* What is required: Please recast the material below, from the line containing "on the train" down to the end, as a two-column CSV with the headers input and output. Each row should pair one text with its answer, with each value in a single quoted field and line breaks turned into spaces.

- - -

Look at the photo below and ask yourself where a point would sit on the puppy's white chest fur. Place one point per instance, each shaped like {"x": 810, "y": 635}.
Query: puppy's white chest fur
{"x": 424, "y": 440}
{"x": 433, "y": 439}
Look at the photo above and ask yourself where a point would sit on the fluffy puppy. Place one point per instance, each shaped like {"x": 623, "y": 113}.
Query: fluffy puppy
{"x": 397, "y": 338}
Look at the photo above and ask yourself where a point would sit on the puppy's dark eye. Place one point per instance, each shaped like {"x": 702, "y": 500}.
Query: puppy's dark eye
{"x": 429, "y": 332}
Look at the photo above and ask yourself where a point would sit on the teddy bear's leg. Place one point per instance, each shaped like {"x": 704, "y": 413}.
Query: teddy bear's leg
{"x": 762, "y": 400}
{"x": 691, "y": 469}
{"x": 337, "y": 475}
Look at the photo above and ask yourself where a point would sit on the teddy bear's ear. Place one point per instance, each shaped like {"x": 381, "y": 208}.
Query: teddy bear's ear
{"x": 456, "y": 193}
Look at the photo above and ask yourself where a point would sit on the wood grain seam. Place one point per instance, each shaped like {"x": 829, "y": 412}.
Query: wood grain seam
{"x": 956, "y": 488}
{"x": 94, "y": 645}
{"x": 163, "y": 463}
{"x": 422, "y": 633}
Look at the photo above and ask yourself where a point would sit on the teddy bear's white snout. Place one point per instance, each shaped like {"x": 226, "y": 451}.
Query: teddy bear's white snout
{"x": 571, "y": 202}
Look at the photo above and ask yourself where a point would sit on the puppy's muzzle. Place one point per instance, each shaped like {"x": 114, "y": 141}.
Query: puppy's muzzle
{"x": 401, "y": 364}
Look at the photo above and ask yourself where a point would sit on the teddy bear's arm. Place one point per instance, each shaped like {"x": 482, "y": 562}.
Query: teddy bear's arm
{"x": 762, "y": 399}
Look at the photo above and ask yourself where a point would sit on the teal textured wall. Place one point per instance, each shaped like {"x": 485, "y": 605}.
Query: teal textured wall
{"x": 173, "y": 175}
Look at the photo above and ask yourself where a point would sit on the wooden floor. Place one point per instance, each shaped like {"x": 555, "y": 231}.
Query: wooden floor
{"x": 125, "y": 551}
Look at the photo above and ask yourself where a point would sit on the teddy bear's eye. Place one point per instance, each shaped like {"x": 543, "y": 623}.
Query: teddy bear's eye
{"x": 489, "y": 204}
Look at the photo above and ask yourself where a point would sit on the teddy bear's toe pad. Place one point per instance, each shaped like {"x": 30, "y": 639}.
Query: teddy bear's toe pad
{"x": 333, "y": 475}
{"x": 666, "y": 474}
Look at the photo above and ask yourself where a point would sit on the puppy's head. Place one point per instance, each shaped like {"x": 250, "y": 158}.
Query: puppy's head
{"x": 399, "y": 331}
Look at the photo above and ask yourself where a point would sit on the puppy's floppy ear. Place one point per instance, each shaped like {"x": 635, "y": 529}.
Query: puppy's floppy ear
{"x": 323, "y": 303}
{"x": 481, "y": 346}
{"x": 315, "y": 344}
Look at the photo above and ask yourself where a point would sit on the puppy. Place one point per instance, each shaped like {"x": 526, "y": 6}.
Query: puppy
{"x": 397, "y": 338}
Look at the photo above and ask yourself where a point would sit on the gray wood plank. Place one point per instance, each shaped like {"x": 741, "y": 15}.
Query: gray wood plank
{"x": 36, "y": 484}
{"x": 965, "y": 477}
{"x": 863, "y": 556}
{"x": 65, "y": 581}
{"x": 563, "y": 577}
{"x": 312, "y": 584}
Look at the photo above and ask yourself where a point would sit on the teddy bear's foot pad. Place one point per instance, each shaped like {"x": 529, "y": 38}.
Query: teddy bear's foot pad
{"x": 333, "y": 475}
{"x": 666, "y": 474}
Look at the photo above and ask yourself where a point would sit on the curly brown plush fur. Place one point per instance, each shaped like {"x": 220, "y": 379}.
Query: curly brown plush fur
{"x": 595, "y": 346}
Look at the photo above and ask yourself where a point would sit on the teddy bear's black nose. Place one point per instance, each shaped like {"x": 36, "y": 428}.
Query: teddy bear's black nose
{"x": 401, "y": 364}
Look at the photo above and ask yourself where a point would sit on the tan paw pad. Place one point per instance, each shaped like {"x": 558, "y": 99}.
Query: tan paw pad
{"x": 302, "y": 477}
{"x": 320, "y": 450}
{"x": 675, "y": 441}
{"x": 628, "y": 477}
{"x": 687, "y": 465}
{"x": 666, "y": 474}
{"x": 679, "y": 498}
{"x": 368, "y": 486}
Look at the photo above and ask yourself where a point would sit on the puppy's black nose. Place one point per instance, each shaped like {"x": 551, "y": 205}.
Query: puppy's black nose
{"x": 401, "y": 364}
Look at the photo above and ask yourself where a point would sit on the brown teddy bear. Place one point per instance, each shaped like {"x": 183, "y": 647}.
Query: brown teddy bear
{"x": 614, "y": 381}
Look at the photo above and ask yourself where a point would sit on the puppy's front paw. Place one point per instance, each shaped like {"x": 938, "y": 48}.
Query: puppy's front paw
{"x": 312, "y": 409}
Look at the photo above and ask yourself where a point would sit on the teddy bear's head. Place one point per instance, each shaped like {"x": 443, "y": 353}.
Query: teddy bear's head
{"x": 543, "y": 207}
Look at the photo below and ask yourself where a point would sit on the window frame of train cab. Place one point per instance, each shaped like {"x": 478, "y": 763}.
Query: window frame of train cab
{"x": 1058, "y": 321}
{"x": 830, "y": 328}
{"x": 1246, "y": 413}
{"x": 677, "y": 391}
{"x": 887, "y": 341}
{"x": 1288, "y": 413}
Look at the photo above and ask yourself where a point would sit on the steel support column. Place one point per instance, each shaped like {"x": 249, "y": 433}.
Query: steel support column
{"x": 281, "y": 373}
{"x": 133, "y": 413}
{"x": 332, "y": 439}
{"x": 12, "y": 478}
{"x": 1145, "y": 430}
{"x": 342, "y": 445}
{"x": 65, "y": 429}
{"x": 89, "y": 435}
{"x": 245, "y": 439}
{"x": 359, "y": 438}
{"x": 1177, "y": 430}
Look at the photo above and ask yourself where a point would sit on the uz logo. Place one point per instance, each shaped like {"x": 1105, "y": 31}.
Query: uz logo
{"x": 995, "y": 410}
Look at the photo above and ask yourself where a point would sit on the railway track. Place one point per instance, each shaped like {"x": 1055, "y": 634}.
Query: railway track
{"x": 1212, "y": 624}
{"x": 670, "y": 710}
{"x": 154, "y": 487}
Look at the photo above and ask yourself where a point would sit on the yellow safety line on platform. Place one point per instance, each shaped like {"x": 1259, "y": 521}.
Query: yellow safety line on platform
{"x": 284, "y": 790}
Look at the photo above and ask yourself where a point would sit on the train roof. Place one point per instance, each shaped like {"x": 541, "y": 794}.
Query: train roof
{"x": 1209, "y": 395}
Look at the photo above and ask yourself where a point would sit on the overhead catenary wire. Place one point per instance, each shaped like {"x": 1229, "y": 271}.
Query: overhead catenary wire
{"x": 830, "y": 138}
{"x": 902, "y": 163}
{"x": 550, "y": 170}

- - -

* Complete response:
input,output
"Look at the photo above and ask yourself where a point would sit on the train roof. Place one point per instance, each shaped like {""x"": 541, ""y"": 794}. Query: train roof","{""x"": 1209, ""y"": 395}"
"Look at the photo above and ask yourself where a point would sit on the overhead catenary wire. Place one point per instance, each shaped like {""x"": 1229, ""y"": 271}. Query: overhead catenary wire","{""x"": 830, ""y"": 138} {""x"": 902, ""y"": 163} {""x"": 550, ""y"": 170}"